>> Start

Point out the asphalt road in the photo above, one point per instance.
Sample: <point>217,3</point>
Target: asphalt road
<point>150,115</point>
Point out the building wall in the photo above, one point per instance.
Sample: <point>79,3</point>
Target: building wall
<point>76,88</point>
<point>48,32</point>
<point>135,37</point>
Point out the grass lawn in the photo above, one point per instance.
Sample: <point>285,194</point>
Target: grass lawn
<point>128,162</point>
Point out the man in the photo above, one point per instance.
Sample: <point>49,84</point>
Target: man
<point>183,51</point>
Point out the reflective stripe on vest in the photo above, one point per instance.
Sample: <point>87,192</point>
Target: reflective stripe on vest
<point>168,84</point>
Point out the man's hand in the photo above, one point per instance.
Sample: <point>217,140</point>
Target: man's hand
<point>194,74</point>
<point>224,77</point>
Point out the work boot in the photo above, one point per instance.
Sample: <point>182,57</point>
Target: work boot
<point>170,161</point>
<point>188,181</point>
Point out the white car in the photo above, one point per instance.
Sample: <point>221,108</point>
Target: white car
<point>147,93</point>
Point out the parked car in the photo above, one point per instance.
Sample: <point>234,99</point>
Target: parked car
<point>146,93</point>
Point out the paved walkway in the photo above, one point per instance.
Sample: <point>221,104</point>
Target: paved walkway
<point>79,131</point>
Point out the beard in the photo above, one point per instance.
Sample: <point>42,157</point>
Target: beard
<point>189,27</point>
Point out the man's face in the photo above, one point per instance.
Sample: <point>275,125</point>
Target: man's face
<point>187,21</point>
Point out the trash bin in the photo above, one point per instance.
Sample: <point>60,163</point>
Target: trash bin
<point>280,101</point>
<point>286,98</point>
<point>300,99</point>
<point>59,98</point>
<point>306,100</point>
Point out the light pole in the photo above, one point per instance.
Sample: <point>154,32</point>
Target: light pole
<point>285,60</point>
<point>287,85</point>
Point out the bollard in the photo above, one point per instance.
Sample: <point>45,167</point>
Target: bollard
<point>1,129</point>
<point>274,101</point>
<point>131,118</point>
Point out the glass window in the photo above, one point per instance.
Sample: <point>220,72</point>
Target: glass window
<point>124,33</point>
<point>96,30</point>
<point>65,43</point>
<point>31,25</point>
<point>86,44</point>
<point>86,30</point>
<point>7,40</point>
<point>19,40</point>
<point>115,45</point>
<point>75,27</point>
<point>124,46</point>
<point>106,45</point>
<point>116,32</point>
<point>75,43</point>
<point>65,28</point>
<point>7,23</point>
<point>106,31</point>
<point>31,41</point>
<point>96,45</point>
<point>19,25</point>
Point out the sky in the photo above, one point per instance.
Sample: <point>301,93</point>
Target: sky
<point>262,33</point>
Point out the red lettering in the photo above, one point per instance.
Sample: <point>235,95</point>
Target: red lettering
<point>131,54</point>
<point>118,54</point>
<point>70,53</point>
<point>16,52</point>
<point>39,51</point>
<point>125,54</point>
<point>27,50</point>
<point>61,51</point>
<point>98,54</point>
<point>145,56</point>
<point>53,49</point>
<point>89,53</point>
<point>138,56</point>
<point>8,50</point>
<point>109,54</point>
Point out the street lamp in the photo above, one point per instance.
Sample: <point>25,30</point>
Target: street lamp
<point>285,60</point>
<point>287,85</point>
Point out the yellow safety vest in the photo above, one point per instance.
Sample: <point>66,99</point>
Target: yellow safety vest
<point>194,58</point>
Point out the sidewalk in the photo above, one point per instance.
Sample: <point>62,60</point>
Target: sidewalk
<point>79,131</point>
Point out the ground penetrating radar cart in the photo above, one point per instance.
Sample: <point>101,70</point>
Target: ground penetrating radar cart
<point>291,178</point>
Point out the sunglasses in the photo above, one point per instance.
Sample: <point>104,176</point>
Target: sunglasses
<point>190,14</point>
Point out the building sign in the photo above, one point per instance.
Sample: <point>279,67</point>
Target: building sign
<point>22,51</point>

>> End

» WHAT IS ASKED:
Reproduce every line, requests included, starting at the first line of the records and ending at the line that contains "<point>306,100</point>". Shift each answer point by adding -9 to both of its coordinates, and leave the requests and their sample points unchanged.

» EXERCISE ANSWER:
Point out the asphalt road in the photo above, one point per instance.
Sample: <point>217,3</point>
Target: asphalt road
<point>141,106</point>
Point out the building wall in the photo above, one point per instance.
Sample: <point>79,3</point>
Target: building wall
<point>67,79</point>
<point>39,23</point>
<point>126,28</point>
Point out the grass lawn in the photo above, one point per instance.
Sample: <point>285,194</point>
Target: grass lawn
<point>119,153</point>
Point out the man in the photo above, one point per instance.
Sample: <point>49,84</point>
Target: man
<point>174,42</point>
Point out the reflective stripe on vest in the photo above, one point per instance.
Sample: <point>87,192</point>
Target: reflective stripe on vest
<point>159,75</point>
Point out the man's hand in the photo above, one point per instance.
Sample: <point>217,140</point>
Target: man's hand
<point>185,65</point>
<point>215,68</point>
Point out the work boot in the photo above, one point per instance.
Sample: <point>182,57</point>
Target: work boot
<point>161,152</point>
<point>179,172</point>
Point out the white car in the photo above, one point per instance.
Sample: <point>221,108</point>
Target: white car
<point>138,84</point>
Point out the parked car in the photo above, one point per instance.
Sample: <point>234,99</point>
Target: parked car
<point>137,84</point>
Point out the paved walkway in the photo above, one point per instance.
Sample: <point>221,104</point>
Target: paved walkway
<point>70,122</point>
Point out the beard in the photo above, one point per instance.
Sample: <point>42,157</point>
Target: beard
<point>180,18</point>
Point out the man's face in the photo above, one point per instance.
Sample: <point>275,125</point>
Target: man's face
<point>178,12</point>
Point out the trash bin in the photo above, one point per instance.
Sample: <point>60,163</point>
Target: trash bin
<point>271,92</point>
<point>277,89</point>
<point>291,90</point>
<point>50,89</point>
<point>297,91</point>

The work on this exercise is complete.